Passage
>>>

Spirits are high off the back of an excellent fruit and hunting season. Men from the village have been hunting overnight, and they’ve made a fire in a barrel outside our door to grill a freshly caught wild boar, filling the air with fragrant smoke. After a quick shower we meet with our field technicians for this village cluster – Sejalee and Robert, two other hunters who can walk for days through the forest with no difficulty. Together, they are one of the three teams involved in the survey, in charge of monitoring Penan land shared by three Penan villages up and down the Selungo river. Over coffee and crackers, we discuss the pangolin and gibbon signs they encountered during the initial stages of the survey. 

Each village cluster has cleared walking paths for data collection on four transects measuring four kilometers each in length. Three were randomly generated, and the fourth transect was selected by communities based on their own research goals – namely community forest areas they have protected from logging and wish to monitor, or, alternatively, areas of forest that are still in their primary state.

Field technicians for the survey walk these four transects every month, but calling it walking is something of an understatement on this terrain. The thickly forested Baram region is carved out of limestone mountains, landscaped by loose leafy forest trails, dipterocarp roots and mossy streams. Snaking its way through the middle is the mighty Baram River, the life source for dozens of villages, around 20,000 Indigenous people, and innumerable endemic animal and plant species. The upper Baram region is the largest area of unprotected and intact forest left in Sarawak, and like many places of high ecological value, it is a race against time to establish protected areas before timber companies obtain or act on their logging licenses.

<<<

Task goal
Answer from the passage about the forest survey:
(a) What animal was grilled over the barrel fire?
(b) How many transects does each village cluster have, and how long is each one?
(c) About how many Indigenous people does the Baram River support?
These items come from a separate source.

[Point-based annotation data]

>>>

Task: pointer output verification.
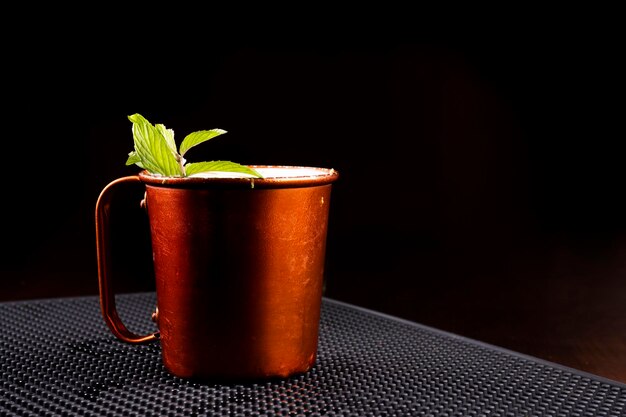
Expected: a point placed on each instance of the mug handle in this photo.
(107, 297)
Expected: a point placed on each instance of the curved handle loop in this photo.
(107, 297)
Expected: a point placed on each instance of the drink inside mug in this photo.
(239, 269)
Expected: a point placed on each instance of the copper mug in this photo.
(239, 269)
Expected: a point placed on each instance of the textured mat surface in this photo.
(58, 358)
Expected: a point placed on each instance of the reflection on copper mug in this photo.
(239, 269)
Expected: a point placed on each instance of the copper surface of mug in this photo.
(239, 269)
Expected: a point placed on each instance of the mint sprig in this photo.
(155, 151)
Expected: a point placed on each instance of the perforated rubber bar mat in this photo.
(58, 358)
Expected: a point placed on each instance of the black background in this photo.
(477, 154)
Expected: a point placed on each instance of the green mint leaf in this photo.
(168, 134)
(152, 148)
(133, 158)
(222, 166)
(197, 138)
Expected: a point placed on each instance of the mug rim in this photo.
(326, 176)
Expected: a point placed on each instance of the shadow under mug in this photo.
(239, 270)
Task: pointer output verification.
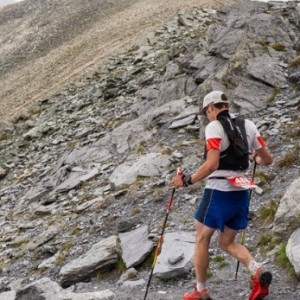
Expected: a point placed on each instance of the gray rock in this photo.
(287, 215)
(148, 165)
(135, 246)
(176, 244)
(101, 257)
(293, 251)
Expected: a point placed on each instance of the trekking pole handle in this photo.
(179, 171)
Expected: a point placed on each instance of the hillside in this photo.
(86, 162)
(45, 44)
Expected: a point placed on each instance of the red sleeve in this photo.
(213, 143)
(261, 141)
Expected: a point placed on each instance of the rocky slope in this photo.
(46, 43)
(84, 168)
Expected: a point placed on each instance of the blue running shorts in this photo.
(218, 208)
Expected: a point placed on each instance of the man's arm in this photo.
(210, 165)
(263, 157)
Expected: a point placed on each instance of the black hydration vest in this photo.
(236, 156)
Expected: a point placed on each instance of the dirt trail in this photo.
(114, 33)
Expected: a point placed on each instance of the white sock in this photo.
(253, 266)
(201, 286)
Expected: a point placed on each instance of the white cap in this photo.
(214, 98)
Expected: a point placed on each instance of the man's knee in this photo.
(224, 244)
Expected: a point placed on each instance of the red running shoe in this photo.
(260, 284)
(195, 295)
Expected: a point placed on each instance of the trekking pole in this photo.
(244, 230)
(160, 240)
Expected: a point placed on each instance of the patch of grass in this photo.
(136, 211)
(220, 261)
(166, 151)
(75, 229)
(276, 91)
(291, 158)
(264, 240)
(295, 62)
(267, 242)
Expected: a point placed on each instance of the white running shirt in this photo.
(216, 138)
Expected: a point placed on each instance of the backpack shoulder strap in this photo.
(241, 128)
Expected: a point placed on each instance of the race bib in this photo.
(241, 181)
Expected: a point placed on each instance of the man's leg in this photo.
(260, 280)
(227, 243)
(201, 262)
(201, 256)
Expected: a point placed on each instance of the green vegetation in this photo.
(278, 47)
(264, 177)
(267, 213)
(63, 253)
(283, 261)
(295, 62)
(267, 242)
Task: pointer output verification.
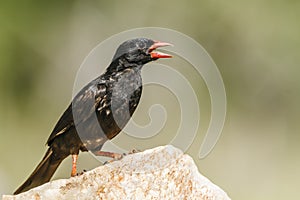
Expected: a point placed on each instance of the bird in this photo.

<<<

Solution to the problem
(a) A freshly caught wild boar.
(b) Four transects, each four kilometers long.
(c) Around 20,000.